- [What the task asks]: Please write the listing below out again exactly, leaving every picture behind.

++++

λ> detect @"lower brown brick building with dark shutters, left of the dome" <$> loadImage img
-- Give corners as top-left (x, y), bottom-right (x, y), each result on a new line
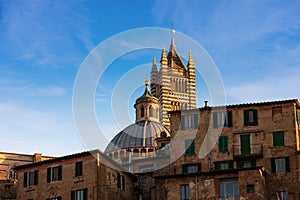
top-left (15, 150), bottom-right (135, 200)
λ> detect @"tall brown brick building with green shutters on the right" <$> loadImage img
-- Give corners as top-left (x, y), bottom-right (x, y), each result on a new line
top-left (153, 100), bottom-right (300, 200)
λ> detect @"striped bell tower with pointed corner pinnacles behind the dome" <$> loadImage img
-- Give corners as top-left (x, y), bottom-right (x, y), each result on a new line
top-left (150, 37), bottom-right (196, 128)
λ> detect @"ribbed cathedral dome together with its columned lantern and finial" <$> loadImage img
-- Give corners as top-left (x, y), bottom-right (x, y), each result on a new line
top-left (105, 79), bottom-right (171, 158)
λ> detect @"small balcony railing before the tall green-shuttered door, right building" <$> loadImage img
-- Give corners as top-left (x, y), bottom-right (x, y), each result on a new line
top-left (233, 144), bottom-right (263, 159)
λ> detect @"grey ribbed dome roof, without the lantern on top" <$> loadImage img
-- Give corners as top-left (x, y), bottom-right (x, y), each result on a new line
top-left (105, 121), bottom-right (170, 153)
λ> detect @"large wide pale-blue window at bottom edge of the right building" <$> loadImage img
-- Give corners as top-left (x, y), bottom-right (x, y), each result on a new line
top-left (220, 179), bottom-right (239, 200)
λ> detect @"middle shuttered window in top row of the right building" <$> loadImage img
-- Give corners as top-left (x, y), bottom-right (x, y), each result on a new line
top-left (213, 110), bottom-right (232, 128)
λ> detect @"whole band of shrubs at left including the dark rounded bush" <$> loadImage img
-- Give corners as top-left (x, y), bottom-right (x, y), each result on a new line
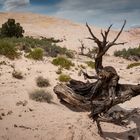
top-left (0, 19), bottom-right (74, 60)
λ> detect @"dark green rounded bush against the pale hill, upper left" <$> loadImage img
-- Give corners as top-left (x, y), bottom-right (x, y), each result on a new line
top-left (1, 19), bottom-right (24, 38)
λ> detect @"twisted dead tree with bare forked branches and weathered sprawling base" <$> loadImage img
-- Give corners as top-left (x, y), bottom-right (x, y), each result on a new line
top-left (54, 21), bottom-right (140, 134)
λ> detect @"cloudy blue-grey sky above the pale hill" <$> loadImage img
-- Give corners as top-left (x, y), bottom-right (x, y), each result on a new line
top-left (0, 0), bottom-right (140, 28)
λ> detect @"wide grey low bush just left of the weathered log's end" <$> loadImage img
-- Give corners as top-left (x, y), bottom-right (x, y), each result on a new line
top-left (29, 89), bottom-right (53, 103)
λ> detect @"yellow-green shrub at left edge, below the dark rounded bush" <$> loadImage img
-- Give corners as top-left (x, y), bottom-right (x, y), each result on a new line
top-left (0, 40), bottom-right (20, 59)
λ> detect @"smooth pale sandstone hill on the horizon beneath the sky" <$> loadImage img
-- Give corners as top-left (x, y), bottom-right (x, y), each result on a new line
top-left (0, 13), bottom-right (140, 53)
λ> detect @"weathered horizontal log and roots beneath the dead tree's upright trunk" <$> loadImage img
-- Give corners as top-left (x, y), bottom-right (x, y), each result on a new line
top-left (54, 83), bottom-right (140, 136)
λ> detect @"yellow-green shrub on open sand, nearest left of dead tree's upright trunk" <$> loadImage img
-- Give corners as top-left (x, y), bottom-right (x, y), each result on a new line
top-left (52, 56), bottom-right (74, 69)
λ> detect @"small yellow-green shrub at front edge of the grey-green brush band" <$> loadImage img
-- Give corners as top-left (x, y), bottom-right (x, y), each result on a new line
top-left (27, 48), bottom-right (43, 60)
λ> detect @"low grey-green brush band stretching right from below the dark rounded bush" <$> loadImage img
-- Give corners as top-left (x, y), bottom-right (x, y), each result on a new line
top-left (1, 36), bottom-right (74, 58)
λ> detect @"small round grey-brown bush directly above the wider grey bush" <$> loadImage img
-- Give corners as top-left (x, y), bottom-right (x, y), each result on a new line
top-left (36, 76), bottom-right (50, 87)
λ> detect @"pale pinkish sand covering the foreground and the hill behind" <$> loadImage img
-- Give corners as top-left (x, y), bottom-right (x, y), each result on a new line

++++

- [Result for this exercise]:
λ> detect @"lower brown brick building with dark shutters, left of the dome" <$> loadImage img
-- Give corners as top-left (x, y), bottom-right (x, y), each result on a new line
top-left (15, 150), bottom-right (135, 200)
λ> detect @"tall brown brick building with green shutters on the right" <$> loadImage img
-- Give corners as top-left (x, y), bottom-right (x, y), each result on a new line
top-left (153, 100), bottom-right (300, 200)
λ> detect @"striped bell tower with pointed corner pinnacles behind the dome" <$> loadImage img
-- Give corners as top-left (x, y), bottom-right (x, y), each result on a new line
top-left (150, 37), bottom-right (196, 128)
λ> detect @"ribbed cathedral dome together with its columned lantern and finial" <$> loadImage img
-- Give corners as top-left (x, y), bottom-right (x, y), each result on a new line
top-left (105, 79), bottom-right (171, 158)
λ> detect @"small balcony railing before the tall green-shuttered door, right building" <$> loadImage img
-- Give corners as top-left (x, y), bottom-right (x, y), each result on a new line
top-left (233, 144), bottom-right (263, 159)
λ> detect @"grey ribbed dome roof, without the lantern on top" <$> loadImage img
-- Give corners as top-left (x, y), bottom-right (x, y), each result on a new line
top-left (105, 121), bottom-right (170, 153)
λ> detect @"large wide pale-blue window at bottom edge of the right building" <$> loadImage img
-- Give corners as top-left (x, y), bottom-right (x, y), each result on a new line
top-left (220, 179), bottom-right (239, 200)
λ> detect @"middle shuttered window in top row of the right building" <$> loadImage img
-- Give corners as top-left (x, y), bottom-right (x, y), each result on a new line
top-left (213, 110), bottom-right (232, 128)
λ> detect @"whole band of shrubs at left including the dark rounded bush" <$> loadImage img
-- Give corners as top-left (x, y), bottom-right (x, y), each result on a new line
top-left (0, 19), bottom-right (74, 60)
λ> detect @"dark green rounded bush against the pale hill, upper left" <$> loadImage img
-- Give corners as top-left (x, y), bottom-right (x, y), each result on a new line
top-left (1, 19), bottom-right (24, 38)
λ> detect @"twisted dead tree with bare forked branches and weathered sprawling base" <$> loadImage img
-- Give corners as top-left (x, y), bottom-right (x, y), each result on a new line
top-left (54, 21), bottom-right (140, 134)
λ> detect @"cloudy blue-grey sky above the pale hill" <$> loadImage img
-- Give corners as top-left (x, y), bottom-right (x, y), each result on a new line
top-left (0, 0), bottom-right (140, 28)
λ> detect @"wide grey low bush just left of the weathered log's end" <$> loadImage img
-- Give corners as top-left (x, y), bottom-right (x, y), each result on a new line
top-left (29, 89), bottom-right (53, 103)
λ> detect @"yellow-green shrub at left edge, below the dark rounded bush" <$> loadImage img
-- Give corners as top-left (x, y), bottom-right (x, y), each result on a new line
top-left (0, 40), bottom-right (20, 59)
λ> detect @"smooth pale sandstone hill on the horizon beneath the sky" <$> loadImage img
-- Give corners as top-left (x, y), bottom-right (x, y), each result on a new line
top-left (0, 13), bottom-right (140, 53)
λ> detect @"weathered horizontal log and roots beneath the dead tree's upright trunk" <$> loadImage img
-- Give corners as top-left (x, y), bottom-right (x, y), each result on a new line
top-left (54, 83), bottom-right (140, 136)
λ> detect @"yellow-green shrub on open sand, nearest left of dead tree's upright trunk" <$> loadImage img
-- Give corners as top-left (x, y), bottom-right (x, y), each result on a new line
top-left (52, 56), bottom-right (74, 69)
λ> detect @"small yellow-green shrub at front edge of the grey-green brush band" <$> loadImage img
-- Give corners as top-left (x, y), bottom-right (x, y), each result on a new line
top-left (27, 48), bottom-right (43, 60)
λ> detect @"low grey-green brush band stretching right from below the dark rounded bush" <$> loadImage img
-- Give corners as top-left (x, y), bottom-right (x, y), each result on a new line
top-left (1, 36), bottom-right (74, 58)
λ> detect @"small round grey-brown bush directly above the wider grey bush" <$> loadImage img
-- Give corners as top-left (x, y), bottom-right (x, y), each result on a new line
top-left (36, 76), bottom-right (50, 87)
λ> detect @"pale pinkish sand covering the foreground and the hill behind" <$> loadImage img
-- Give corners as top-left (x, y), bottom-right (x, y), each result on a new line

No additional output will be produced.